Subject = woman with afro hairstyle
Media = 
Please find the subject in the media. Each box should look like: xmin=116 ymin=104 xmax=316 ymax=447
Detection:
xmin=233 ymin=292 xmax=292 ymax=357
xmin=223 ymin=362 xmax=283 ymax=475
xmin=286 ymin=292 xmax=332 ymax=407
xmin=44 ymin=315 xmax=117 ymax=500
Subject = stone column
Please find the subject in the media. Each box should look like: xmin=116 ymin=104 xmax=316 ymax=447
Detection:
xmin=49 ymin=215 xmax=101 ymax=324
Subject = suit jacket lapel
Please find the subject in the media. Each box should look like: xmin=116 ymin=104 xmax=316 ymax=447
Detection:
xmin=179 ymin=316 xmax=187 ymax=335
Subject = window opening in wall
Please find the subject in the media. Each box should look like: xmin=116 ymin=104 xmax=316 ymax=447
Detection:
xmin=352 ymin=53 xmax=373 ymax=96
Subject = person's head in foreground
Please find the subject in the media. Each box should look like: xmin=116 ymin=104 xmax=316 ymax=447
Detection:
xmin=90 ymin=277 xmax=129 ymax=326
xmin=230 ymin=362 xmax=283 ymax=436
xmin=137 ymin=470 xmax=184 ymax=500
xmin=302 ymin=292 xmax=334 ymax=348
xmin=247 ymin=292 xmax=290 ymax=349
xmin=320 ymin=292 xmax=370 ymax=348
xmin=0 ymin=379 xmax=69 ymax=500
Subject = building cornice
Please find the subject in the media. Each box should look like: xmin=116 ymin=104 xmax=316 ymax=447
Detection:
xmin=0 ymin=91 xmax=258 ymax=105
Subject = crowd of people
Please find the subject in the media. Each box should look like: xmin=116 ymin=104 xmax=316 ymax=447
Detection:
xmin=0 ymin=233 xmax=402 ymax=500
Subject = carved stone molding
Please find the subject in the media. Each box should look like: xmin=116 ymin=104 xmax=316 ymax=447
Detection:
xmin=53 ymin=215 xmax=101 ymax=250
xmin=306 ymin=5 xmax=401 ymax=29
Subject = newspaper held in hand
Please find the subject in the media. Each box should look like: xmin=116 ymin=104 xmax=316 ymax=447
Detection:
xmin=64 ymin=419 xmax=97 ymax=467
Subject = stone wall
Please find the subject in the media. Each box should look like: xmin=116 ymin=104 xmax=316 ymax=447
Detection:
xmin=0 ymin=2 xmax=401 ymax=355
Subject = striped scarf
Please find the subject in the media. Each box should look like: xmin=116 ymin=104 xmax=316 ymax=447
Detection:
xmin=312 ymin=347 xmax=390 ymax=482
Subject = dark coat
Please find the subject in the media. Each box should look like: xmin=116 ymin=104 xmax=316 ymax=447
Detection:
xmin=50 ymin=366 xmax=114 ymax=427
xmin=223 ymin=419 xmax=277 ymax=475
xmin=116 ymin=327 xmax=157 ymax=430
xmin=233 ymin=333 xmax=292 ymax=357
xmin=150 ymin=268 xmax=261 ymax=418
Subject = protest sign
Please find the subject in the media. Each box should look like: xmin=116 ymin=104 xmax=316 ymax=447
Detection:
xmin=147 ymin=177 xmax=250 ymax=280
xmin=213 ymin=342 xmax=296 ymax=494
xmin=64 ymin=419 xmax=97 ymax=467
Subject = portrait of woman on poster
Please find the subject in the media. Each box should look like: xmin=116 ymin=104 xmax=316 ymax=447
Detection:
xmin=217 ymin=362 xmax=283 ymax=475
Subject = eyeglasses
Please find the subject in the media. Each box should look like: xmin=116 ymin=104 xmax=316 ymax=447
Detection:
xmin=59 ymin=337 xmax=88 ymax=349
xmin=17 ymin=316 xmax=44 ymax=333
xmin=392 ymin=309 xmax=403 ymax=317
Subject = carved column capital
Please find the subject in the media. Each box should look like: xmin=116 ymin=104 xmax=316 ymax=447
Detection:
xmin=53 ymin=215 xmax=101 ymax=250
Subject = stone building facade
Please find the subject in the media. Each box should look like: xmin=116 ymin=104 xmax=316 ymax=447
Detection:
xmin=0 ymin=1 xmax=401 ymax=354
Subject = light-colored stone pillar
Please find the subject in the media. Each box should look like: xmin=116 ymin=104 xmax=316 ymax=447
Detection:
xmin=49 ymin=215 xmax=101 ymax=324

:::::

EXERCISE INSTRUCTIONS → Please give the number of lines in the data above that include the string "wall", and nothing else.

RESULT OF THE EXERCISE → 2